• **EXERCISE TASK**
Set down all of the entries word for word, omitting the images they contain.

::: RECORDS PROVIDED

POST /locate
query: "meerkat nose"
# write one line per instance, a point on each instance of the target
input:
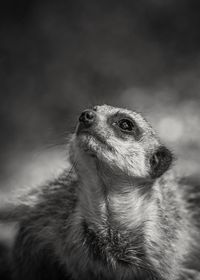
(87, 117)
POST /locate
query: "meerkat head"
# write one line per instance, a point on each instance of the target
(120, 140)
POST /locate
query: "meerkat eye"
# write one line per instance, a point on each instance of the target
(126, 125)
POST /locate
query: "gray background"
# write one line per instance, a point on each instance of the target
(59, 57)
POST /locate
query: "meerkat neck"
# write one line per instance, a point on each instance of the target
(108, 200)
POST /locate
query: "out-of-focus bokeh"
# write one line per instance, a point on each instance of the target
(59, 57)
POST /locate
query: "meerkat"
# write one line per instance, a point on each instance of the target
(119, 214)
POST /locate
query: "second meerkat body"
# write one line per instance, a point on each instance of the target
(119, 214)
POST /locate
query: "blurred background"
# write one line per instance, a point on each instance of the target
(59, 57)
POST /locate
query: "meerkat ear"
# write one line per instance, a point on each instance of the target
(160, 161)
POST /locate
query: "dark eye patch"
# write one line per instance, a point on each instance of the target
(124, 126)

::::::

• **EXERCISE ANSWER**
POST /locate
query: "meerkat nose"
# write one line per instance, a point on each instance of the target
input:
(87, 117)
POST /locate
query: "meerkat head"
# write one line per instance, a point on each instance of the target
(120, 140)
POST /locate
query: "meerkat eye"
# write one line per instance, a point on each instance of the target
(126, 125)
POST /locate
query: "gray background"
# write one line per instance, a point on each instance of the target
(59, 57)
POST /locate
query: "meerkat neck"
# write one line per instance, a point on each instance of the target
(108, 200)
POST /locate
query: "out-of-focus bokeh"
# write one line per instance, a point on each instance of the target
(59, 57)
POST /locate
query: "meerkat"
# write one line per instance, a point on each instance of the target
(119, 214)
POST /locate
query: "second meerkat body"
# write one line per instance, a point on each instance of the target
(119, 214)
POST /locate
query: "blurred background"
# write one line per instance, a point on each instance of the target
(59, 57)
POST /locate
query: "meerkat ear"
# write one line per instance, a point on each instance of the target
(160, 161)
POST /locate
query: "dark eye patch"
# write one line per instance, a point on each instance of the target
(124, 126)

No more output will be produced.